[Begin Supplied material]

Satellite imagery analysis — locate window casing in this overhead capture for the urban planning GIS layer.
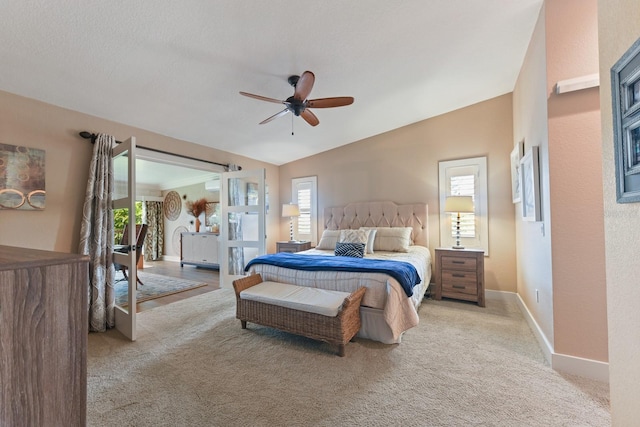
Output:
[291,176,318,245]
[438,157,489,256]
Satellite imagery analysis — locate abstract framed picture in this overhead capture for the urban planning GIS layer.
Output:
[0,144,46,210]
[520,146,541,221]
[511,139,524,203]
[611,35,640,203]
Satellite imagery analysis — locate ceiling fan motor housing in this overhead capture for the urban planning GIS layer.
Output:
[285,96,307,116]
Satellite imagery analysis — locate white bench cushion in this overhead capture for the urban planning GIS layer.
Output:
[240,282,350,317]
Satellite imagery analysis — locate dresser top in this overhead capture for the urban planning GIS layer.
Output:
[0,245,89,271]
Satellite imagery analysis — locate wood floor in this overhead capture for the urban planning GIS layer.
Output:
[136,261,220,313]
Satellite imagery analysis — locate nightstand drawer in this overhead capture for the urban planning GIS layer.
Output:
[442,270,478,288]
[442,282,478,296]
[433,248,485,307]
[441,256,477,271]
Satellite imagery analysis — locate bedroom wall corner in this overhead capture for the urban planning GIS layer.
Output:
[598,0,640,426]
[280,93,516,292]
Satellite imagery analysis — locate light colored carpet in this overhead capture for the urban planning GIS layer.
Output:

[End Supplied material]

## To be done
Copy out all the records above, replacing "overhead capture" with "indoor photo" wherever it occurs and changing nothing else. Omit the pictures.

## Result of this task
Satellite imagery analysis — locate window casing in this indoor photo for the urban planning GIS layer.
Output:
[291,176,318,245]
[438,157,489,256]
Satellite imagery analysis — locate abstract framed picture in this indoor photo for the urban planning GIS layer.
Output:
[0,144,46,210]
[520,146,541,221]
[511,139,524,203]
[611,35,640,203]
Satellite imagery analysis — locate ceiling fan motor housing in this indoor photo for the urban planning GIS layer.
Output:
[285,96,307,116]
Satellite imagery analysis — locate white bench cushion in this indoor photo for the urban planning GIS layer.
Output:
[240,282,350,317]
Satellite imagery analysis — locate dresser top in this indoor photo for the urban planning GIS layer.
Output:
[0,245,89,271]
Satellite imagery analysis — locate wood floor in this indoor photo for the urban planning GIS layer.
Output:
[136,261,220,313]
Satellite imagery analysis — locate nightstand drawer in this indoor photo for the urban planning GIS layer.
Output:
[442,270,478,288]
[442,282,478,296]
[433,248,485,307]
[441,256,477,271]
Satellite imagery analysis — locate bedroom wall corner in this indoor photo for the urban planning GIS layer.
Output:
[598,0,640,426]
[280,93,516,292]
Satellite imagery analysis — locate light colored carpet in this indoor photo for the urban planning GIS layer.
Output:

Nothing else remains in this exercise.